Textauszug>
================================

Fabienne: Irgendwie schon. Bei den Fehlern, die mal passieren können, gehe ich mit. 100%. Aber wenn du da so eine Geilheit in dir aufkommen spürst, die kriecht so langsam in dir hoch und steigt dir irgendwann zu Kopf, dann bist du dir der Geilheit ja bewusst und dann doch irgendwie gezwungen, damit umzugehen. Bist du es deinem Partner dann nicht schuldig, dich ihm oder ihr gegenüber diesbezüglich zu offenbaren? Das geht ja irgendwie euch beide etwas an. Die Neugier einer anderen Person gegenüber. Damit kann man ja zu zweit umgehen, oder etwa nicht? Vielleicht kann man die Beziehung in gewissen Punkten überdenken, neu denken, umdenken, umlenken, öffnen. Verstehst du? Warum nicht vielleicht diese Wollust teilen, vielleicht wird ja etwas ganz Wunderbares daraus? Oder beide bemerken, dass so etwas neues und aufregendes bitter nötig war? Oder das Gegenüber realisiert, dass es ihm oder ihr gar nicht taugt, in welche Richtung das alles gerade geht und kann einen Schlussstrich ziehen?
Sarah: Ich finde, eine Beichte nach einem Höllen-Ausrutscher, bei dem ganz klar ist, dass da nie wieder was passiert, ist nur für eine Seite heilsam – nämlich für die, die sich da grade entlasten konnte. Was bleibt, ist die derbe Last für das Gegenüber, die er oder sie im Zweifel nie wieder richtig los wird. Vertrauensbruch 4 eva – selbst wenn es wirklich absolut keine Bedeutung hatte. Wäre es dann nicht eigentlich nur fair, den Betrügenden das Gewissenspäckchen dieser einen Nacht für immer mit sich allein rumschleppen zu lassen? Vorausgesetzt es ist sowas wie Gewissen im Spiel.
Fabienne: Hmm, ich kapiere den Punkt irgendwie schon. Aber geschehen ist nun mal geschehen, der Vertrauensbruch begangen und das schlechte Gewissen im schlimmsten Falle dann bis zum bitteren Ende da. Was auch immer das Ende sein mag. Mist gebaut wurde ja schließlich schon, da ist es moralisch doch verwerflicher, den Mund zu halten und so zu tun als wäre nichts passiert. Denn da ist ja was passiert. Ich möchte der Person, die ich liebe, doch die Möglichkeit lassen wütend zu sein, mich zu verlassen oder weiß der Geier. Vielleicht bin ich da ja auch zu verbohrt, aber ich würde wissen wollen, wenn so etwas vor sich geht. Moment. Oder will ich es lieber doch nicht wissen? Himmel, das zermürbt mich jetzt. Eigentlich will ich doch alles wissen, was dieses „uns“ etwas angeht. Wie gesagt, vielleicht wächst man ja daran? Oder schrumpelt die blühende Liebe dann wegen dieses einen Fehlers ganz einfach ein als hätte jemand sie vertrocknen lasse?

================================

Vorliegende Einträge>
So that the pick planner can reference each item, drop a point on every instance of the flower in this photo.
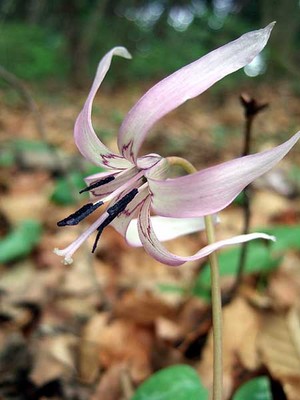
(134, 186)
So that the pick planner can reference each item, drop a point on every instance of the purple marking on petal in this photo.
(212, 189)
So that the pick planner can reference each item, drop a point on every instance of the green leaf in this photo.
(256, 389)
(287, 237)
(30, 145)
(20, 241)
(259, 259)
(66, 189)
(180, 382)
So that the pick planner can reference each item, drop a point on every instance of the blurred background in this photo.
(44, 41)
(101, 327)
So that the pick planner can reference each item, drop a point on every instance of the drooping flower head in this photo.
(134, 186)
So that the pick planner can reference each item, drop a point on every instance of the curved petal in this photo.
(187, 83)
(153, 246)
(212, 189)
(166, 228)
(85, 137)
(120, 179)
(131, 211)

================================

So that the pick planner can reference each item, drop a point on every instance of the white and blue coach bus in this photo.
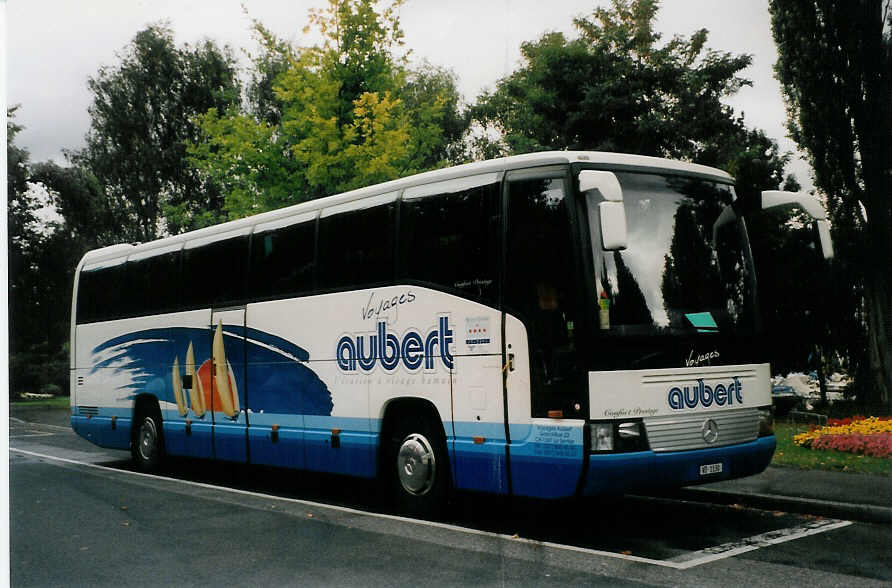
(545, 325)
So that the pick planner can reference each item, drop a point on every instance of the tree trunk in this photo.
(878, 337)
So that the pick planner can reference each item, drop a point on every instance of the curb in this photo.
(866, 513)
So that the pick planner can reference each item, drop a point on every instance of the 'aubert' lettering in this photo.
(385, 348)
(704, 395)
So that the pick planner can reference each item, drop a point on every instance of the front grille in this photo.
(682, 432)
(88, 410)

================================

Aufgaben>
- a) Aktualisiere bitte den Textauszug: Beginne bei „Sarah: Ich finde, eine“, höre nach „Gewissen im Spiel.“ auf und setze dabei „Seitensprung“ anstelle von „Höllen-Ausrutscher“.
- b) Führe den Textauszug über das Gestehen eines Fehltritts in der Beziehung nach seinem letzten Satz weiter.
Die Einträge stammen aus einer anderen Quelle als der Textauszug.

Lösungen>
- a)
Sarah: Ich finde, eine Beichte nach einem Seitensprung, bei dem ganz klar ist, dass da nie wieder was passiert, ist nur für eine Seite heilsam – nämlich für die, die sich da grade entlasten konnte. Was bleibt, ist die derbe Last für das Gegenüber, die er oder sie im Zweifel nie wieder richtig los wird. Vertrauensbruch 4 eva – selbst wenn es wirklich absolut keine Bedeutung hatte. Wäre es dann nicht eigentlich nur fair, den Betrügenden das Gewissenspäckchen dieser einen Nacht für immer mit sich allein rumschleppen zu lassen? Vorausgesetzt es ist sowas wie Gewissen im Spiel.

- b)
Sarah: Pass uff, genau das hab’ ich mich nämlich auch gefragt: Will ich es wirklich wissen, wenn es tatsächlich nur einmalig war? Und ist es das „wert“, dass da nun alles irgendwie als Scherbenhaufen vor beiden liegt wegen eines (im Zweifel) banalen Bummbumms? Ist es ausnahmslos immer ein Ding, was beide Seiten angeht, oder kann auch nur einer mal (ganz ohne Schönfärberei) für die Beziehung bestimmen: „Es war nichts Bedeutungsvolles, es wird nie wieder etwas sein, ich habe gelernt und das Wissen darum würde unsere eigentlich doch schönes Miteinander kaputtmachen“? Oder ist das übergriffig und unfair?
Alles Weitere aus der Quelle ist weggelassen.